#### Short exercise
Please carry on the court opinion on parental abandonment, picking up right after its last sentence.

#### Selected text
In the present case, the demurrer does not point out any defect in the petition but merely alleges that it does not state “sufficient facts to make out a case of abandonment.” It was not error to overrule this broadside demurrer.

Respondent’s assignment of error No. 5 raises the question of whether it was elror for the trial court to allow petitioner’s motion to have the issue of abandonment decided by a jury.

Respondent asserts that the petitioners waived their right to a jury and cite G.S. 7A-196 as authority. G.S. 7A-196 provides in pertinent part:

*555“(d) The failure of a party to file a demand as required by this section constitutes a waiver by him of trial by jury. A demand for trial by jury may not be withdrawn without the consent of the parties. Notwithstanding the failure of a party to demand a jury in an action in which demand might have been made of right, the court in its discretion, upon motion of a party, may order a trial by jury of any or all issues.”

Upon motion of the petitioners for a jury trial, it was not error for the trial judge in his discretion to allow the motion. No abuse of discretion is alleged or shown.

Assignments of error No. 7 and No. 9 relate to the denial of respondent’s motions for nonsuit made at the close of petitioner’s evidence and at the close of all the evidence. In the case of Pratt v. Bishop, 257 N.C. 486, 126 S.E. 2d 597 (1962), we find the following language:

“Abandonment requires a wilful intent to escape parental responsibility and conduct in effectuation of such intent. In re Bair’s Adoption, 393 Pa. 296, 141 A. 2d 873. In Bair’s case the Pennsylvania Court said this:
‘A parent’s intent to abandon a child soon becomes evident, especially in the case of an infant, by reason of the inexorable circumstances attending its physical being. A child’s natural needs for food, clothing and shelter demand that someone immediately assume the attendant responsibility which an abandoning parent has ignored; and, that responsibility endures constantly. It does not await the capricious decision of an uncertain parent, perhaps, years later. -* * *
'Abandonment is not an ambulatory thing the legal effects of which a delinquent parent may dissipate at will by the expression of a desire for the return of the discarded child.’ * * *
To constitute an abandonment within the meaning of the adoption statute it is not necessary that a parent absent himself continuously from the child for the specified six months, nor even that he cease to feel any concern for its interest. If his conduct over the six months period evinces a settled purpose and a wilful intent to forego all parental duties and obligations and to relinquish all parental claims to the child there has been an abandonment within the meaning of the statute.”

In the present case, there was sufficient evidence in the light most favorable to the petitioners that respondent had wilfully for*556saken her parental duties and had relinquished her parental claims. It was not error to overrule respondent’s motions of nonsuit.

Respondent contends that it was error to submit the issue of abandonment to the jury with the final date of 10 September 1968. She contends that the statute requires an abandonment six months immediately prior to the institution of the proceeding. Summons in this case was not issued until 12 September 1968. Contested special proceedings are commenced in the same manner as civil actions. G.S. 1-394. A civil action is commenced by the issuance of summons. G.S. 1-88. This present action, therefore, commenced on 12 September 1968.

#### Listed entries

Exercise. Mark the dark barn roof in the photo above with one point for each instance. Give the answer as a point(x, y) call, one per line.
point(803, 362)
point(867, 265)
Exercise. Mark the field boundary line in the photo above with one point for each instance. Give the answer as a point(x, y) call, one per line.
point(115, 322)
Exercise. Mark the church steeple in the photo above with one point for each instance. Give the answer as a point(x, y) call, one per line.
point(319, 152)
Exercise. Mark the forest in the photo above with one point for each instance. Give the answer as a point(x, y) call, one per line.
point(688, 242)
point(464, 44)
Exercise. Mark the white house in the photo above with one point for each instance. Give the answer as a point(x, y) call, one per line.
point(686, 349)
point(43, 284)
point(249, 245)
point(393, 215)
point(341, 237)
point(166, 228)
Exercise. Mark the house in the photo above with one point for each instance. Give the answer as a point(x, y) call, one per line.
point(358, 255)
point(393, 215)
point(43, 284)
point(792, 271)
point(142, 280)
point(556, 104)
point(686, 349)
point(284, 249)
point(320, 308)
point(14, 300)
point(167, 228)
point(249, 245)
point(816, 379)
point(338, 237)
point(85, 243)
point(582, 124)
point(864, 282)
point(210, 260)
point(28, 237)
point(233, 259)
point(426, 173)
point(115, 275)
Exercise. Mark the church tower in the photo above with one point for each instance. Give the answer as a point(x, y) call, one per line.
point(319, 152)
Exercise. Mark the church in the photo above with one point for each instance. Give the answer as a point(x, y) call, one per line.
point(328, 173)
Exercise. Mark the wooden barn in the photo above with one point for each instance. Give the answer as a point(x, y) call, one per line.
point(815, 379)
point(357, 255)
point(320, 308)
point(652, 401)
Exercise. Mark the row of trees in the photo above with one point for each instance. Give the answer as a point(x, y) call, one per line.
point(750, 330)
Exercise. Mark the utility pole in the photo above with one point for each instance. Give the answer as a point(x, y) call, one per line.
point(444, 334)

==

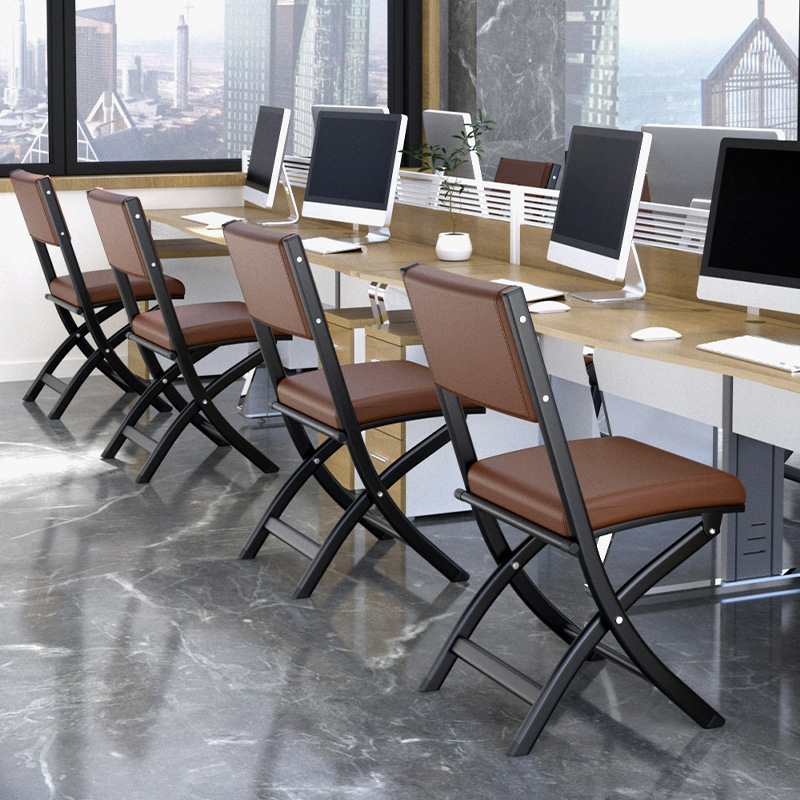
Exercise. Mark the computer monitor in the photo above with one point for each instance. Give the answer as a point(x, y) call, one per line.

#### Answer to the task
“A new trial will not be granted for mere technical error which could not have affected the result,- but only for error which is prejudicial or harmful, amounting to the denial of a substantial right.” 1 Strong, N.C. Index 2d, Appeal and Error, § 47, p. 192.

In the present case, there is absolutely no evidence that this two-day difference affected the result of the trial. Both dates are more than six months after the alleged abandonment. There is no evidence that Delores F. Mitchell did anything during those two days which would have affected the outcome of the trial. There is absolutely no showing that the respondent was in any way prejudiced by this technical error. In addition, respondent did not object to the submission of the issue. After the trial the respondent attempted to take exception to the issue submitted. This comes too late. In McIntosh, N.C. Practice 2d, § 1353, it is said:

“It is sufficient if the issues submitted will allow the parties to present their contentions fully; and if a party is dissatisfied with the form of the issues or desires additional issues, he should raise the question at once by objecting or by presenting the additional issues. If the parties consent to the issues submitted, or do not object at the time or ask for different or additional issues, the objection cannot be made later; but it is not necessary to go through the formality of presenting an issue when the court has ruled that it would not be submitted, or has intimated that there was no evidence to sustain it.” (Emphasis added).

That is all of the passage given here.